| Task item |
Please retype the listing below word for word and exclude its images.

| Provided records |

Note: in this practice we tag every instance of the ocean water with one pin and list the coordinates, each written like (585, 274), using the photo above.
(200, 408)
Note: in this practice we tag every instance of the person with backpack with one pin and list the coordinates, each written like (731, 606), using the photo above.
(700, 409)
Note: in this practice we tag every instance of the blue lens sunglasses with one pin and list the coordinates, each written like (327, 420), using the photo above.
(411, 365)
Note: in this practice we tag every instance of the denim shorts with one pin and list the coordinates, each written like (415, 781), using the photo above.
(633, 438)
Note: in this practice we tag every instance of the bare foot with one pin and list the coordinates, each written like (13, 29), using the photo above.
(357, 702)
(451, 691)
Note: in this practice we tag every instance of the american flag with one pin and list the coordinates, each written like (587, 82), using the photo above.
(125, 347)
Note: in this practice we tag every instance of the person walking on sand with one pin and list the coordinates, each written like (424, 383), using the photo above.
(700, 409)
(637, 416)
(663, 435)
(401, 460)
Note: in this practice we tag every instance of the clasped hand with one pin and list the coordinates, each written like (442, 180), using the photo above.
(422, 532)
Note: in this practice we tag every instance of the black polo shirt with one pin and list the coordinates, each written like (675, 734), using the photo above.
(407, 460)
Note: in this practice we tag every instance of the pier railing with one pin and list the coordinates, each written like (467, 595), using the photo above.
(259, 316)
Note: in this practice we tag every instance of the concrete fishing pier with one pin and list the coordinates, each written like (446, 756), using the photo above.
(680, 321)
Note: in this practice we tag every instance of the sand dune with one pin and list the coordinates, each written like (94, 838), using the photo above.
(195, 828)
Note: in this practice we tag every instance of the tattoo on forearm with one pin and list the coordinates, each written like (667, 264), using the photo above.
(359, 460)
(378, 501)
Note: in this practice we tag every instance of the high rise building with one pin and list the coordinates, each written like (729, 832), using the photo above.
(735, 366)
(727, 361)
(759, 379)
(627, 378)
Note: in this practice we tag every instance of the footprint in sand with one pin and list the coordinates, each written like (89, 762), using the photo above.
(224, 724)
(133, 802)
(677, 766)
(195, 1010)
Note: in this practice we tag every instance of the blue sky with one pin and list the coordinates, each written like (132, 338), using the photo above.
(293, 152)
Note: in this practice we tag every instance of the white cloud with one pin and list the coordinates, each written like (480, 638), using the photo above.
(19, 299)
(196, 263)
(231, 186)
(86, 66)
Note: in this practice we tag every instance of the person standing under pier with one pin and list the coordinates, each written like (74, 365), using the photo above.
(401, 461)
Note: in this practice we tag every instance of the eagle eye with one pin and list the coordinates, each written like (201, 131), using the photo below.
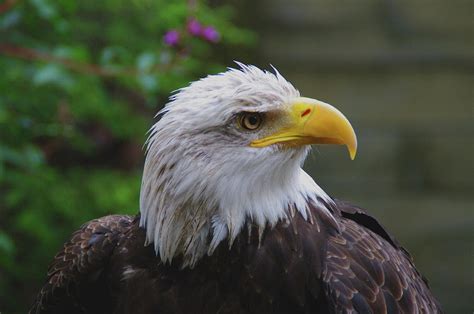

| Answer box |
Note: in this practice we tag every instance of the ocean water with one pin and list the coordinates, each written like (585, 274), using the photo above.
(200, 408)
Note: in this practice we tag every instance of the person with backpack with one pin and list the coordinates, each written like (731, 606), using the photo above.
(700, 409)
Note: in this practice we tag every instance of the blue lens sunglasses with one pin and list the coordinates, each written like (327, 420), using the photo above.
(411, 365)
Note: in this practice we tag every instance of the denim shorts with one pin and list the coordinates, each written like (415, 781), using the photo above.
(633, 438)
Note: in this practice we tag every instance of the bare foot with one pin and list the coordinates, each written like (13, 29), using the photo above.
(357, 702)
(451, 691)
Note: in this practice we tag every instance of the american flag with one pin and list the coordinates, each written like (587, 82), using the photo above.
(125, 347)
Note: in this practice we tag every instance of the person walking on sand with one pin and list the coordinates, each written like (424, 383), using the photo above.
(700, 409)
(637, 416)
(663, 435)
(401, 460)
Note: in this practice we tag every instance of the clasped hand with one pin and list the coordinates, each written like (442, 180), using the photo above.
(422, 532)
Note: in this practice we tag every instance of the black polo shirt with one pin and list the coordinates, each written like (675, 734), using the photo above.
(407, 460)
Note: in this practice we tag every instance of the pier railing with one pin and list the coordinates, each written like (467, 595), using the photo above.
(259, 316)
Note: in this practice we tag every instance of the concrete fishing pier with one pin and list the coordinates, each written like (446, 756), using the photo above.
(680, 321)
Note: in this practice we tag every instance of the sand dune with one pin and list the coordinates, each written like (94, 838), using the photo above.
(195, 828)
Note: in this practice we tag every instance of the tattoo on forearm with one pin and list the coordinates, each written like (667, 264), using the photo above.
(359, 460)
(378, 501)
Note: in this practice we tag every instance of the high rise building with one pin and list the coordinates, each written like (729, 832), using the photo above.
(735, 366)
(727, 361)
(759, 379)
(627, 378)
Note: in this practice we tag every instance of the footprint in sand with one pin and list the coordinates, each written like (89, 762), using the photo above.
(224, 724)
(133, 802)
(677, 766)
(195, 1010)
Note: in this practice we tag every instance of the blue sky with one pin and list the coordinates, each written like (132, 338), using the photo above.
(293, 152)
Note: in this practice we tag every instance of the white cloud with one pin and list the coordinates, each written like (480, 638), using the photo above.
(19, 299)
(196, 263)
(231, 186)
(86, 66)
Note: in this practice we tag every instance of the person standing under pier with one pin and list the coordinates, each written like (74, 365), using the photo above.
(401, 461)
Note: in this practice we tag every instance of the eagle eye with one pin and list the coordinates, each written like (201, 131), using the photo below.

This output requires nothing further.